— BEGIN RECORDS PROVIDED —
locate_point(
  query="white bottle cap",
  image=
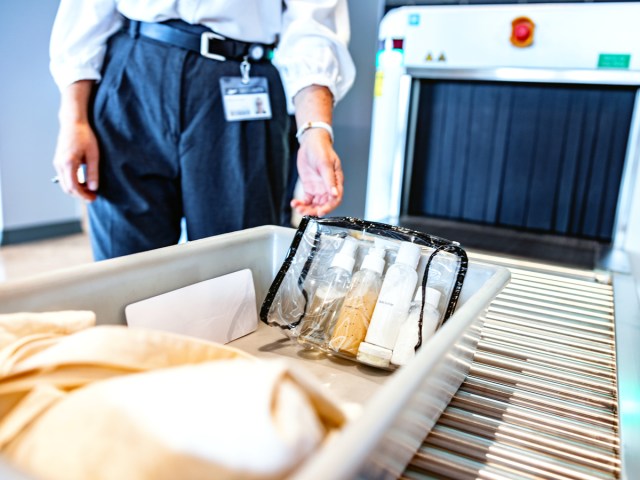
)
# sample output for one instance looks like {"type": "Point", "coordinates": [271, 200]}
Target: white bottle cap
{"type": "Point", "coordinates": [408, 254]}
{"type": "Point", "coordinates": [374, 260]}
{"type": "Point", "coordinates": [374, 355]}
{"type": "Point", "coordinates": [345, 258]}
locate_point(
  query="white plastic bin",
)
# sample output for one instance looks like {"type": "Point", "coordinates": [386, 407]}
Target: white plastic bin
{"type": "Point", "coordinates": [396, 409]}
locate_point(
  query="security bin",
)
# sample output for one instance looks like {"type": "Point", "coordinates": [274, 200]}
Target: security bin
{"type": "Point", "coordinates": [392, 411]}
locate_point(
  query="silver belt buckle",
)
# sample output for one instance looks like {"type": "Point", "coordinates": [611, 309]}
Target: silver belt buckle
{"type": "Point", "coordinates": [204, 45]}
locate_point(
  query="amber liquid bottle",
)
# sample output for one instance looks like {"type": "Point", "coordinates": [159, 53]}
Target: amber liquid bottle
{"type": "Point", "coordinates": [328, 297]}
{"type": "Point", "coordinates": [355, 315]}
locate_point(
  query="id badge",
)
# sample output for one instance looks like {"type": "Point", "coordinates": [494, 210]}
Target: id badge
{"type": "Point", "coordinates": [245, 101]}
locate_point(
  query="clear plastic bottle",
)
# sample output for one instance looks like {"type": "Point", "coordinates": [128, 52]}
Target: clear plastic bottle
{"type": "Point", "coordinates": [405, 347]}
{"type": "Point", "coordinates": [355, 315]}
{"type": "Point", "coordinates": [391, 308]}
{"type": "Point", "coordinates": [328, 297]}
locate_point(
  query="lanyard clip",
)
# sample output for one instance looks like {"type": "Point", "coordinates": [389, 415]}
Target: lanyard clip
{"type": "Point", "coordinates": [245, 67]}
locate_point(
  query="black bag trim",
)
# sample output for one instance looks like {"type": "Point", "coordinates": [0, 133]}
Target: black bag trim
{"type": "Point", "coordinates": [383, 230]}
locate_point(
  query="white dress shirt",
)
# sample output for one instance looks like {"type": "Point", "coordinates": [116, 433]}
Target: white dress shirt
{"type": "Point", "coordinates": [312, 48]}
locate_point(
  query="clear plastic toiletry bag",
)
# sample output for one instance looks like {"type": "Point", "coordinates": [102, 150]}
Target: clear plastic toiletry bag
{"type": "Point", "coordinates": [366, 291]}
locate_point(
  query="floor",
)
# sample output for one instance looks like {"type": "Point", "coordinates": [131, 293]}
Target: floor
{"type": "Point", "coordinates": [27, 259]}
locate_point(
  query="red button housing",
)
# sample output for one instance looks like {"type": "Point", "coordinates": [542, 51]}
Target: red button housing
{"type": "Point", "coordinates": [522, 32]}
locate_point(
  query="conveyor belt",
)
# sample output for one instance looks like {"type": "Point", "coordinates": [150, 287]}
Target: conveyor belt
{"type": "Point", "coordinates": [540, 400]}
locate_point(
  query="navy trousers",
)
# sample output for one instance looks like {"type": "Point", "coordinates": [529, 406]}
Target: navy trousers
{"type": "Point", "coordinates": [167, 152]}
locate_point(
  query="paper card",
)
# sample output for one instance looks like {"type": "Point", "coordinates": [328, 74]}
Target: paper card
{"type": "Point", "coordinates": [220, 310]}
{"type": "Point", "coordinates": [245, 101]}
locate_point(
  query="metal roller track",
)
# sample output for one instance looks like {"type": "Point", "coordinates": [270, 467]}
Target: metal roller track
{"type": "Point", "coordinates": [540, 400]}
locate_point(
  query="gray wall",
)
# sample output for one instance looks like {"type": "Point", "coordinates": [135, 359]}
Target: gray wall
{"type": "Point", "coordinates": [352, 120]}
{"type": "Point", "coordinates": [28, 120]}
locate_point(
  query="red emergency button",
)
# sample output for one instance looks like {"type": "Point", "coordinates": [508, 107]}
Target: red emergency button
{"type": "Point", "coordinates": [522, 32]}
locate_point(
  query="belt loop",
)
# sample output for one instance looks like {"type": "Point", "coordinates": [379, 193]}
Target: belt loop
{"type": "Point", "coordinates": [134, 28]}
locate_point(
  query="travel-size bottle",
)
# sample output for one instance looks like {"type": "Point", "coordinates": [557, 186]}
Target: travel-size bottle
{"type": "Point", "coordinates": [328, 296]}
{"type": "Point", "coordinates": [405, 347]}
{"type": "Point", "coordinates": [391, 307]}
{"type": "Point", "coordinates": [357, 309]}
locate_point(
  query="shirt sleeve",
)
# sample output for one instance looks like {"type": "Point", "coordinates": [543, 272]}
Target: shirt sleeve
{"type": "Point", "coordinates": [313, 47]}
{"type": "Point", "coordinates": [79, 39]}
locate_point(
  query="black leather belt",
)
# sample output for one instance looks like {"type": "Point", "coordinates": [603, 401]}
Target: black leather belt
{"type": "Point", "coordinates": [207, 43]}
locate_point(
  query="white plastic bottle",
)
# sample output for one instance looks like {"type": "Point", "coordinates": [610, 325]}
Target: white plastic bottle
{"type": "Point", "coordinates": [404, 349]}
{"type": "Point", "coordinates": [357, 309]}
{"type": "Point", "coordinates": [327, 299]}
{"type": "Point", "coordinates": [391, 308]}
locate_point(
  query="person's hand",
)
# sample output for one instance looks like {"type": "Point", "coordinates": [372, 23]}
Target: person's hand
{"type": "Point", "coordinates": [320, 173]}
{"type": "Point", "coordinates": [77, 145]}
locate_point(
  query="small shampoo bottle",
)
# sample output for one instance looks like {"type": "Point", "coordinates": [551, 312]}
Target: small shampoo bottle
{"type": "Point", "coordinates": [391, 308]}
{"type": "Point", "coordinates": [405, 347]}
{"type": "Point", "coordinates": [355, 315]}
{"type": "Point", "coordinates": [327, 299]}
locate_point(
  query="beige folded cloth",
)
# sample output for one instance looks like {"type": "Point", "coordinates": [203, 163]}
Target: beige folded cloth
{"type": "Point", "coordinates": [111, 402]}
{"type": "Point", "coordinates": [228, 419]}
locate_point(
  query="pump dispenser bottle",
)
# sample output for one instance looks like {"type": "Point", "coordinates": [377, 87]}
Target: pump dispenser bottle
{"type": "Point", "coordinates": [355, 315]}
{"type": "Point", "coordinates": [405, 347]}
{"type": "Point", "coordinates": [328, 297]}
{"type": "Point", "coordinates": [391, 308]}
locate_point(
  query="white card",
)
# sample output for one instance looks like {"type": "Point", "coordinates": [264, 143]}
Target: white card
{"type": "Point", "coordinates": [220, 310]}
{"type": "Point", "coordinates": [245, 101]}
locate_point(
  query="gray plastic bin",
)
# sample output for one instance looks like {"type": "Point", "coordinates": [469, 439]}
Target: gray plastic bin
{"type": "Point", "coordinates": [396, 410]}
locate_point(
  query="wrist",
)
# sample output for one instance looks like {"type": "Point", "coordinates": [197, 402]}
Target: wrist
{"type": "Point", "coordinates": [306, 126]}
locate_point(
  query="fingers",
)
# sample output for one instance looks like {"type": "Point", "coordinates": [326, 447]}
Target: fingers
{"type": "Point", "coordinates": [77, 147]}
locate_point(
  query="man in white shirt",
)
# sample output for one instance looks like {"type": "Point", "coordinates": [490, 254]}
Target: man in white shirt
{"type": "Point", "coordinates": [159, 102]}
— END RECORDS PROVIDED —
§ WHAT TO DO
Count the lines in the records above that contain the word "sleeve". Reply with the number alone.

§ COMPLETED TASK
2